> PROBLEM TO SOLVE
Could you print the lines below exactly, from the one holding "Indicate the person sitting" through the last line, with no other output?

EXTRACTED INFORMATION section start

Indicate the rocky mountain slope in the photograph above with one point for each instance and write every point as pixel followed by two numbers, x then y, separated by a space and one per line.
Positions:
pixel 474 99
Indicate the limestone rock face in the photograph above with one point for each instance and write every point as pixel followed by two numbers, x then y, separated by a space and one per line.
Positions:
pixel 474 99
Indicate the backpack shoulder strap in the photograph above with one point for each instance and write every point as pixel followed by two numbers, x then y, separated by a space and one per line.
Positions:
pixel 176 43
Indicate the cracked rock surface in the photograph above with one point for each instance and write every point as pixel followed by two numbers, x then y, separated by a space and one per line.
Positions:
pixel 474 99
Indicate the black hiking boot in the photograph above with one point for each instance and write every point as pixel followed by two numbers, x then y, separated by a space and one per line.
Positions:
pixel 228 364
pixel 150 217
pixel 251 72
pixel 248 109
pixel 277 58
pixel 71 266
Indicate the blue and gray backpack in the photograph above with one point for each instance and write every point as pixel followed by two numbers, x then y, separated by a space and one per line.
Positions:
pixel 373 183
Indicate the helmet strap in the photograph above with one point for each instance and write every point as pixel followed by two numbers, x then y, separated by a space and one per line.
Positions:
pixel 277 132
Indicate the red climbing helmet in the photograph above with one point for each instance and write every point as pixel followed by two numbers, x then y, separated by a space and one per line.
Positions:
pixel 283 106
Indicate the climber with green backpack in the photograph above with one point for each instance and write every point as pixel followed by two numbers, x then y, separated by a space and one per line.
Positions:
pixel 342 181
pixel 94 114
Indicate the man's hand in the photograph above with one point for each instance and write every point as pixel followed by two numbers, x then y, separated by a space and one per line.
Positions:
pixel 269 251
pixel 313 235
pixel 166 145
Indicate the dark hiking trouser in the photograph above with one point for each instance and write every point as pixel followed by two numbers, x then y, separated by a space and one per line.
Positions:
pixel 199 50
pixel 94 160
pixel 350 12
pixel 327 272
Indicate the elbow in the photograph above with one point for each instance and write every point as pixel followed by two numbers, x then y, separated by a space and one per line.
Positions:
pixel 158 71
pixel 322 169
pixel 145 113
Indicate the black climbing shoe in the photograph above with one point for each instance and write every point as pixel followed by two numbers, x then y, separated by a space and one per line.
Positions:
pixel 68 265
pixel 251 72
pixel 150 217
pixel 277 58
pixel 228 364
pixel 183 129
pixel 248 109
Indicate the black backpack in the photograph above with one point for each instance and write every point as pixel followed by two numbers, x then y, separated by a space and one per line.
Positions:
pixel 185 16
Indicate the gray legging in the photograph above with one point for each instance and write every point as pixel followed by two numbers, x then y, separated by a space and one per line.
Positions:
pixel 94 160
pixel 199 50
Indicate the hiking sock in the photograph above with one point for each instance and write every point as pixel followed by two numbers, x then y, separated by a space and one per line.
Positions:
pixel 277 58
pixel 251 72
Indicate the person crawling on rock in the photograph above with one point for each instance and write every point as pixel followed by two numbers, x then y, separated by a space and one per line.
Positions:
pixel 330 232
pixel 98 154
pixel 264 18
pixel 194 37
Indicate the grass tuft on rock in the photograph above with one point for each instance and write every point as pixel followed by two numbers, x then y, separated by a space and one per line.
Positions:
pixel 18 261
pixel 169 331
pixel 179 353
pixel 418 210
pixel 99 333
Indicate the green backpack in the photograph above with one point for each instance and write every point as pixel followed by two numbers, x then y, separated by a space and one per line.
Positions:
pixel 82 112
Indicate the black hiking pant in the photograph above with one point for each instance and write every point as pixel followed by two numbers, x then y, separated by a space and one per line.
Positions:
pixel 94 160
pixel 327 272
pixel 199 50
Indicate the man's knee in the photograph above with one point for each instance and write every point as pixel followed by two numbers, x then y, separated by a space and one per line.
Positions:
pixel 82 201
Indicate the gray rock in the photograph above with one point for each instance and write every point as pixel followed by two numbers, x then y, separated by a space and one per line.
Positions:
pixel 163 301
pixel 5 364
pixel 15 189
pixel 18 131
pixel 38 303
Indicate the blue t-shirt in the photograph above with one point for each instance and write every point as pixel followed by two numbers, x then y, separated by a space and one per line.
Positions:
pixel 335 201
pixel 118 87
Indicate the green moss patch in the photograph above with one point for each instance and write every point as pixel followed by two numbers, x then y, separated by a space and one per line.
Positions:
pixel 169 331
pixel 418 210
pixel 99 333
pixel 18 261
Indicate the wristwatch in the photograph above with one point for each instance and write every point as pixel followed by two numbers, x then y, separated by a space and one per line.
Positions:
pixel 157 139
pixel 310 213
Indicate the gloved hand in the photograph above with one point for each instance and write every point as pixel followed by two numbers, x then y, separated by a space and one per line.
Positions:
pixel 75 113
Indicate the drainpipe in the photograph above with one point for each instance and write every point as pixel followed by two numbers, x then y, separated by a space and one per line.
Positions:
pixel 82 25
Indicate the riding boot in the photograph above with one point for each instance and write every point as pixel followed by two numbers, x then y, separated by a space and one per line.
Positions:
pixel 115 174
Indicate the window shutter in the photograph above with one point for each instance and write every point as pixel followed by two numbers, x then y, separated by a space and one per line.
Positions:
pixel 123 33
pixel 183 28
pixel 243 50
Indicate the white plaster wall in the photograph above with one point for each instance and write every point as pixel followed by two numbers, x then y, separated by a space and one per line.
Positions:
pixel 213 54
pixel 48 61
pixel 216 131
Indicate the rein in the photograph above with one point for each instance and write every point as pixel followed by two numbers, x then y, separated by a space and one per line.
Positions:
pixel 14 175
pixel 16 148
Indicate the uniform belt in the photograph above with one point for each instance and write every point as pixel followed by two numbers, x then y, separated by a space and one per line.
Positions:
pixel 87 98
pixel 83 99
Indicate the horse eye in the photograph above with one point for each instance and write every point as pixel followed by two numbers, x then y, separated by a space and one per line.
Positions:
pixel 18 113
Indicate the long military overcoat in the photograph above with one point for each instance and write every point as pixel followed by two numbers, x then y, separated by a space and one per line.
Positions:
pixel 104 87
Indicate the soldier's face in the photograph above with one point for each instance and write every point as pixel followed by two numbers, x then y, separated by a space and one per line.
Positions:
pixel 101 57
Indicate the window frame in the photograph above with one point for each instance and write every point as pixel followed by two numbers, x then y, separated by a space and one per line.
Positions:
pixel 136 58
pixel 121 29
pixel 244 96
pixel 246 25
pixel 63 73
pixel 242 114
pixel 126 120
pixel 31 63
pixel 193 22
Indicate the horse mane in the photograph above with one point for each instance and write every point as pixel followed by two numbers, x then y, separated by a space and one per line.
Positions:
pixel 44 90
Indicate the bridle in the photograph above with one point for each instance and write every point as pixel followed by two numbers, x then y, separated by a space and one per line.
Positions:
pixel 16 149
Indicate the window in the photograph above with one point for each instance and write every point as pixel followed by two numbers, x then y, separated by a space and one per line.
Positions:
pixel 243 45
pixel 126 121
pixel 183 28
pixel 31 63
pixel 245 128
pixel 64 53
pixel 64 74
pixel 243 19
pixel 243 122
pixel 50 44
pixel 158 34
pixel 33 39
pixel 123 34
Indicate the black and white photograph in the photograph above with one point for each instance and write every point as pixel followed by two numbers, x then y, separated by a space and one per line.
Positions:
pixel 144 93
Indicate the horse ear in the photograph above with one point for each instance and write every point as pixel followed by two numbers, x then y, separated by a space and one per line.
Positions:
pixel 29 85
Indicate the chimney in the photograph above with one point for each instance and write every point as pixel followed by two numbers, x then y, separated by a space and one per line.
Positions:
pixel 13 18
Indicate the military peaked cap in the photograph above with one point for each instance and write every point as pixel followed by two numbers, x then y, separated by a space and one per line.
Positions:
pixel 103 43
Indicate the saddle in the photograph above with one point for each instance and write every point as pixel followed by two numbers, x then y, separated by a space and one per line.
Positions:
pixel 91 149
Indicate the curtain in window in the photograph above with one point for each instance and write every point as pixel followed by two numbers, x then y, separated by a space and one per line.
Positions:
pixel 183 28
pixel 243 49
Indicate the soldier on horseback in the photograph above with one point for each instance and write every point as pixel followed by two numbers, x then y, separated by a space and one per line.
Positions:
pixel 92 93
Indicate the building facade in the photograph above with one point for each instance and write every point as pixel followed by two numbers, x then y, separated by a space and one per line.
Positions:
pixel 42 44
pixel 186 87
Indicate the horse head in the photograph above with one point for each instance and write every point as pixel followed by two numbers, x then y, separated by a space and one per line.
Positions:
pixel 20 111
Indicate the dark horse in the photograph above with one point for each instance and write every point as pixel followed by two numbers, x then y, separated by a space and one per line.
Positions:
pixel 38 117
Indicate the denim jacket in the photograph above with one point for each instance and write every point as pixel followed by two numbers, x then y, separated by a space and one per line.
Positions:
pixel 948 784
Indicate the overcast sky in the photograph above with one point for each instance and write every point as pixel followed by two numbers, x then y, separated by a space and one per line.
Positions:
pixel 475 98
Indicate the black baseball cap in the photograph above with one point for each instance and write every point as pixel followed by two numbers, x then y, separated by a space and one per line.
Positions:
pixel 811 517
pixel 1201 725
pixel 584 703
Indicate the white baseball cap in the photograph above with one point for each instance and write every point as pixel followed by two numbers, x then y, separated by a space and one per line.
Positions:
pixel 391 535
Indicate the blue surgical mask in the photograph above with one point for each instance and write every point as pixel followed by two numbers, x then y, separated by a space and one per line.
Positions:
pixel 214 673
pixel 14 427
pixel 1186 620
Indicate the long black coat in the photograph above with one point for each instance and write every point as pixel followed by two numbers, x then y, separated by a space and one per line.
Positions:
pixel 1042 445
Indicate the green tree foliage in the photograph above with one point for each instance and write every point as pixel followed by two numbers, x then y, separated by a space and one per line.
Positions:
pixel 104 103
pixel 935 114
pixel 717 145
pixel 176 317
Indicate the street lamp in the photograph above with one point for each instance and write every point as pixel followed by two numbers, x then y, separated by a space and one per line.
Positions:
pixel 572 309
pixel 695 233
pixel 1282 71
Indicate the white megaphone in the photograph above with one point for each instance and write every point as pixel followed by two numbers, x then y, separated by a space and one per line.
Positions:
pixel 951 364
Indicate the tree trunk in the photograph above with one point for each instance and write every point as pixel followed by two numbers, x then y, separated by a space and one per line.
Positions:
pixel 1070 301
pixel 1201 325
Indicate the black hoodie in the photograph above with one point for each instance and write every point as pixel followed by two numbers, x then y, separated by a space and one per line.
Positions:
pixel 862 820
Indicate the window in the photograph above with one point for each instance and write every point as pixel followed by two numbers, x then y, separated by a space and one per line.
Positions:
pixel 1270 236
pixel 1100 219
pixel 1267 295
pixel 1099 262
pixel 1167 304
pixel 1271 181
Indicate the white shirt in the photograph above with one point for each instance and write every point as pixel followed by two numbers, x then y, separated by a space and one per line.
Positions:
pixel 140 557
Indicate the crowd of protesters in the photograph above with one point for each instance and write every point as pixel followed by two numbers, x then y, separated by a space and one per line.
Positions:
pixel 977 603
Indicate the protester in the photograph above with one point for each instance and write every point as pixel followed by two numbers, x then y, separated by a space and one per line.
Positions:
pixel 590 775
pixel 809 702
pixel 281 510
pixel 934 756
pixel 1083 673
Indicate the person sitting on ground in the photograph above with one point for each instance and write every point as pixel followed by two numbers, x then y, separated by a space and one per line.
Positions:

EXTRACTED INFORMATION section end

> EXPECTED OUTPUT
Indicate the person sitting on ground in the photograph above with one point for each instance and write every point as pixel followed by two numbers, x then y, separated by a space and one per line.
Positions:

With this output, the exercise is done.